BEGIN PROVIDED ENTRIES
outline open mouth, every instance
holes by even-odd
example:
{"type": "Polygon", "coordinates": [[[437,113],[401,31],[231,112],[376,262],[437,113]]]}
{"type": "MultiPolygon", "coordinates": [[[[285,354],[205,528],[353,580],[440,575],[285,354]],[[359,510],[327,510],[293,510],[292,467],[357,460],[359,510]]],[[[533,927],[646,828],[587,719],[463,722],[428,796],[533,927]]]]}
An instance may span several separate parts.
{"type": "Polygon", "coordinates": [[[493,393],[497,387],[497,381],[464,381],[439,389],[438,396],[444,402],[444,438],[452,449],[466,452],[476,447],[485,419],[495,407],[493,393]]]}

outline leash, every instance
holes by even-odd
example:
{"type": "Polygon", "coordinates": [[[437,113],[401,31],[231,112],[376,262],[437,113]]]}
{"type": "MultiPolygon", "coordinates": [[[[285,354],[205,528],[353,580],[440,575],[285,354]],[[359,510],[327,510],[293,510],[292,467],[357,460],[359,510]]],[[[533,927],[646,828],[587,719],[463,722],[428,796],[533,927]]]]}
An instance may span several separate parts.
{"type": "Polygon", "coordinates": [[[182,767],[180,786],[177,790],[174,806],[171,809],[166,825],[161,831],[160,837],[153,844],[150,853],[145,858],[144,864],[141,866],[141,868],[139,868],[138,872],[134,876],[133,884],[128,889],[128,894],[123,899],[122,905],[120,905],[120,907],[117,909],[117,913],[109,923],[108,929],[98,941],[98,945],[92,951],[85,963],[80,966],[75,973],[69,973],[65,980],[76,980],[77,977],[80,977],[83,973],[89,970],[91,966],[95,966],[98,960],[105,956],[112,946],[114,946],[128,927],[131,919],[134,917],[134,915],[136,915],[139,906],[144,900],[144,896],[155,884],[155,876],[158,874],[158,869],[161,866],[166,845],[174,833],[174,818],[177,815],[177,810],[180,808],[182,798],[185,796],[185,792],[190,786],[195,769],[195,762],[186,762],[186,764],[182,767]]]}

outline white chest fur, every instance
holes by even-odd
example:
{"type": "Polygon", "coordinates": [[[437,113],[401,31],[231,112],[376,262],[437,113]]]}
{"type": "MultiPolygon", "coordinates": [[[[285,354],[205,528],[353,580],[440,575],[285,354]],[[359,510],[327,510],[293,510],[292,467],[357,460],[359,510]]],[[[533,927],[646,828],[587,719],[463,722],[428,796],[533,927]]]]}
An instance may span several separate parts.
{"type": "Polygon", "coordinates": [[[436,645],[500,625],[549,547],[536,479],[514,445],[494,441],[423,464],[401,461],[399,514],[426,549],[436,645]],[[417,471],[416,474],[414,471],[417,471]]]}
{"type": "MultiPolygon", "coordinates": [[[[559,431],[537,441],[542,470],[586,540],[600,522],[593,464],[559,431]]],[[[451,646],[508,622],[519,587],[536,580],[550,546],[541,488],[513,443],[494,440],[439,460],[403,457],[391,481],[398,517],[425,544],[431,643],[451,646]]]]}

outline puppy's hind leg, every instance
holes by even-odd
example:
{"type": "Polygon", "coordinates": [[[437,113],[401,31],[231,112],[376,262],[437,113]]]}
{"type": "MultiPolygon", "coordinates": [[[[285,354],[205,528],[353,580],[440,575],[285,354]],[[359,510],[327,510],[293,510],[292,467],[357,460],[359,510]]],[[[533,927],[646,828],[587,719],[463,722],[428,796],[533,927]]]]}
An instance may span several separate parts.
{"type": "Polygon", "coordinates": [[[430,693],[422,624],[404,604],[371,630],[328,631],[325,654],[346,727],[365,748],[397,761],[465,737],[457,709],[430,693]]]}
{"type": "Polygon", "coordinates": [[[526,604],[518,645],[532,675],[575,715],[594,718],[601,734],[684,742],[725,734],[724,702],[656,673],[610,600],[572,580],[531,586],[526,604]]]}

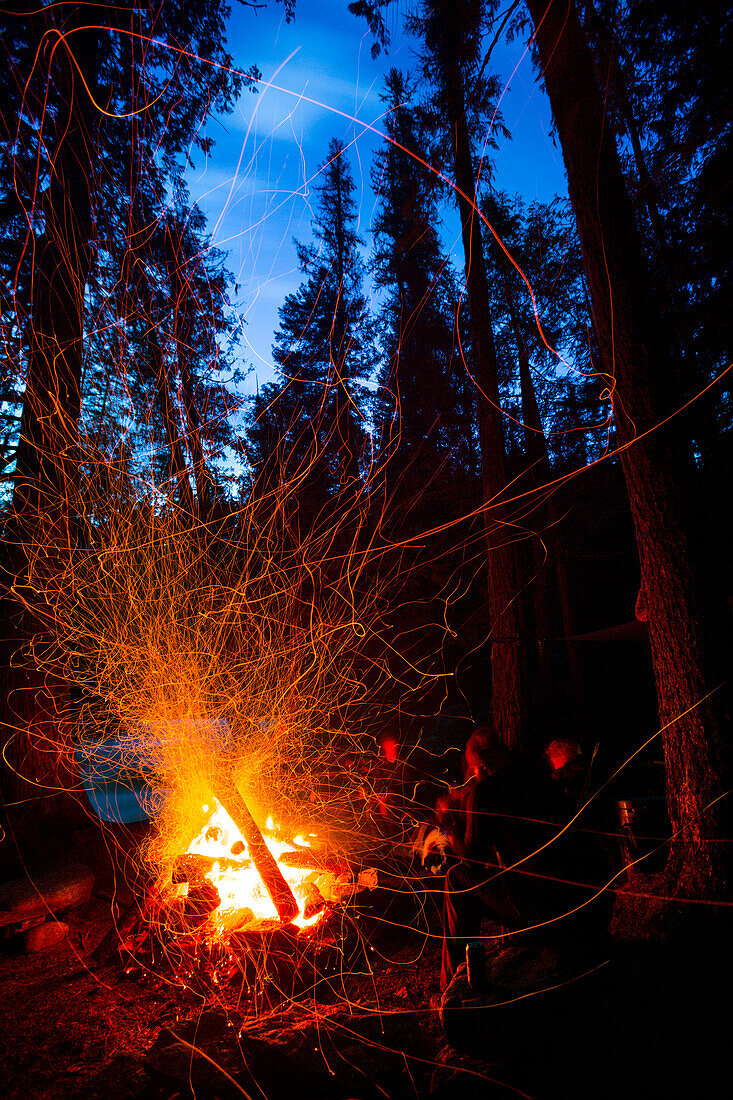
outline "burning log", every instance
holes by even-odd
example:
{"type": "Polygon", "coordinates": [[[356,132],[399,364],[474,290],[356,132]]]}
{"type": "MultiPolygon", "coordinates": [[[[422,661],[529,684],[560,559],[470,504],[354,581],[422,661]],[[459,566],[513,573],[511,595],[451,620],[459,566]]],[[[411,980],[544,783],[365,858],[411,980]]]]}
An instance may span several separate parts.
{"type": "Polygon", "coordinates": [[[220,871],[244,871],[250,866],[251,861],[248,859],[225,859],[223,856],[202,856],[187,852],[175,860],[171,882],[174,886],[182,882],[197,884],[203,882],[215,867],[220,871]]]}
{"type": "Polygon", "coordinates": [[[315,882],[307,883],[306,887],[307,894],[305,905],[303,906],[303,916],[306,920],[310,920],[311,917],[315,917],[316,913],[323,912],[323,910],[326,908],[326,899],[316,886],[315,882]]]}
{"type": "Polygon", "coordinates": [[[204,881],[191,886],[183,911],[189,926],[199,928],[209,914],[218,907],[220,901],[219,891],[213,883],[204,881]]]}
{"type": "Polygon", "coordinates": [[[230,781],[220,785],[217,797],[221,804],[226,806],[229,816],[246,840],[250,858],[272,898],[272,904],[277,909],[280,920],[284,924],[289,924],[294,917],[297,917],[300,906],[285,881],[277,860],[265,844],[265,838],[249,812],[247,803],[239,793],[236,784],[230,781]]]}
{"type": "Polygon", "coordinates": [[[348,864],[339,856],[327,852],[314,852],[310,848],[299,848],[295,852],[283,852],[278,857],[283,867],[297,867],[302,871],[331,871],[341,874],[348,870],[348,864]]]}

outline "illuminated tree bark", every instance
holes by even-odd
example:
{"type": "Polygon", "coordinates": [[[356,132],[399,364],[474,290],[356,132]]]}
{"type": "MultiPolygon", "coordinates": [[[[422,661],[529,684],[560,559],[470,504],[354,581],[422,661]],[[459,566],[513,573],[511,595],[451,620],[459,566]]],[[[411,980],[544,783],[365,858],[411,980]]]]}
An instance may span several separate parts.
{"type": "Polygon", "coordinates": [[[670,881],[724,889],[723,746],[711,636],[690,558],[677,453],[660,423],[665,352],[650,275],[572,0],[527,0],[568,174],[595,323],[609,376],[639,550],[674,839],[670,881]],[[713,694],[711,694],[713,693],[713,694]]]}

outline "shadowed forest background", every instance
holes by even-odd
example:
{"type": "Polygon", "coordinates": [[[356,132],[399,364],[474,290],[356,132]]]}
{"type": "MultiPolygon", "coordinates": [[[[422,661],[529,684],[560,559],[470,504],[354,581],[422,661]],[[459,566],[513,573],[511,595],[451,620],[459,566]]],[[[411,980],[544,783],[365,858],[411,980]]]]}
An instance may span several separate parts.
{"type": "Polygon", "coordinates": [[[400,49],[369,157],[340,111],[300,149],[310,225],[255,382],[192,198],[216,120],[270,87],[228,5],[3,4],[0,861],[73,847],[84,753],[155,722],[231,731],[136,734],[166,843],[211,774],[349,851],[380,813],[404,842],[492,724],[653,807],[639,896],[725,913],[730,13],[347,7],[374,59],[400,49]],[[552,201],[495,164],[507,43],[549,103],[552,201]]]}

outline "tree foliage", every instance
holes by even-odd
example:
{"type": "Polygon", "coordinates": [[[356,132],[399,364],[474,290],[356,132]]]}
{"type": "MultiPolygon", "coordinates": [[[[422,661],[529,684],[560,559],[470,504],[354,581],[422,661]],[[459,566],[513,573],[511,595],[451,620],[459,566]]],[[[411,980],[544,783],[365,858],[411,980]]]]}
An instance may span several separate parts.
{"type": "Polygon", "coordinates": [[[322,499],[355,488],[365,462],[363,383],[374,351],[362,292],[362,240],[354,181],[342,142],[333,139],[321,168],[314,241],[296,242],[305,276],[280,310],[273,359],[276,383],[253,406],[250,460],[287,482],[305,479],[322,499]]]}
{"type": "MultiPolygon", "coordinates": [[[[122,434],[129,442],[131,426],[145,418],[144,402],[136,407],[133,395],[144,388],[145,372],[137,368],[150,361],[152,330],[140,318],[147,311],[148,321],[159,320],[170,292],[161,242],[166,234],[170,238],[171,218],[184,219],[188,249],[199,257],[196,309],[199,320],[206,318],[208,335],[197,339],[201,354],[194,373],[204,357],[209,372],[219,358],[215,334],[225,334],[230,325],[220,258],[207,255],[201,215],[185,211],[182,183],[184,165],[211,149],[203,131],[206,116],[230,110],[244,83],[225,48],[228,15],[219,0],[201,0],[185,9],[171,3],[21,3],[3,16],[0,295],[6,395],[17,407],[34,334],[55,326],[39,310],[83,313],[68,384],[73,391],[83,378],[76,403],[85,419],[91,414],[85,430],[98,443],[122,434]],[[178,196],[172,205],[171,191],[178,196]],[[78,306],[59,300],[44,307],[42,297],[34,297],[33,287],[50,278],[44,247],[51,239],[59,255],[55,262],[68,266],[66,281],[80,284],[78,306]],[[207,297],[216,304],[204,312],[207,297]]],[[[255,75],[252,70],[248,79],[255,75]]],[[[191,308],[191,294],[187,299],[191,308]]],[[[157,334],[159,342],[162,336],[157,334]]],[[[161,354],[170,357],[172,345],[161,354]]],[[[221,422],[221,411],[214,410],[212,422],[221,422]]],[[[76,421],[78,413],[70,415],[76,421]]],[[[6,462],[15,457],[17,423],[6,432],[6,462]]]]}
{"type": "Polygon", "coordinates": [[[388,140],[372,169],[380,199],[373,264],[385,292],[375,432],[387,477],[405,497],[478,472],[474,396],[460,353],[468,334],[457,328],[460,292],[440,239],[439,188],[419,152],[430,130],[413,95],[392,69],[382,97],[388,140]]]}

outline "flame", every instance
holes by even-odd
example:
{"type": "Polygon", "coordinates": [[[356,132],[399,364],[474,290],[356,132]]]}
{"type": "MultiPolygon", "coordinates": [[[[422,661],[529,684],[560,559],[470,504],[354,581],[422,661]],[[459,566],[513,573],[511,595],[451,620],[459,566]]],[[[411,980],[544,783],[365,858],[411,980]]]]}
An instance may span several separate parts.
{"type": "MultiPolygon", "coordinates": [[[[216,887],[221,898],[210,917],[213,930],[223,933],[252,920],[278,920],[272,899],[249,857],[247,842],[219,800],[214,798],[213,803],[212,807],[203,807],[208,816],[186,853],[216,860],[204,875],[216,887]]],[[[300,906],[300,912],[292,923],[298,928],[310,928],[321,920],[325,911],[324,907],[312,916],[304,915],[308,901],[312,899],[314,890],[318,889],[316,883],[321,888],[327,888],[331,881],[335,881],[335,876],[328,871],[314,870],[312,866],[292,867],[280,862],[285,852],[312,849],[312,842],[317,839],[315,834],[310,834],[310,838],[298,836],[292,842],[283,840],[278,834],[278,826],[272,817],[268,817],[262,834],[265,844],[278,860],[283,877],[300,906]]]]}

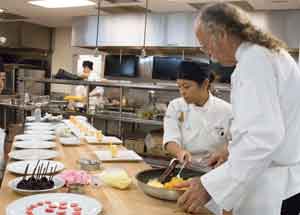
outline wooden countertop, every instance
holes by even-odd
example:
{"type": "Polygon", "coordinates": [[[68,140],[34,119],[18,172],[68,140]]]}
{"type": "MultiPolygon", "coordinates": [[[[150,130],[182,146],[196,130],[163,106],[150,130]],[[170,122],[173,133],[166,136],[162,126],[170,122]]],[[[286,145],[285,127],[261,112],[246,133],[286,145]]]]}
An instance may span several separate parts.
{"type": "MultiPolygon", "coordinates": [[[[83,144],[81,146],[63,147],[57,144],[57,150],[61,153],[57,161],[64,163],[66,169],[79,169],[77,159],[80,153],[92,152],[104,148],[105,146],[95,146],[83,144]]],[[[9,161],[10,162],[10,161],[9,161]]],[[[93,187],[87,186],[85,195],[99,200],[104,208],[103,215],[184,215],[180,212],[176,203],[158,200],[145,195],[136,185],[134,176],[141,170],[150,168],[144,162],[128,163],[104,163],[102,167],[122,167],[132,176],[134,182],[128,190],[118,190],[106,186],[93,187]]],[[[8,187],[8,182],[16,175],[5,171],[2,187],[0,189],[0,214],[5,214],[6,206],[21,198],[22,196],[13,192],[8,187]]],[[[62,190],[63,192],[63,190],[62,190]]],[[[211,215],[206,209],[199,215],[211,215]]]]}

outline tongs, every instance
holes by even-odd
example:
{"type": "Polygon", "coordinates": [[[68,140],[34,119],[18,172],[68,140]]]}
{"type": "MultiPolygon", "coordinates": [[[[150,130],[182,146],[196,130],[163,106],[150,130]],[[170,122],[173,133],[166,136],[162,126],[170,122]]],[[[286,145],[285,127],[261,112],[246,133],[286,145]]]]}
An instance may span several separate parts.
END PROVIDED ENTRIES
**WHAT TO DO:** In the material above, find every line that has the string "tree" and pull those lines out.

**OUTPUT OF THE TASK:**
outline "illuminated tree bark", every instance
outline "tree foliage", every instance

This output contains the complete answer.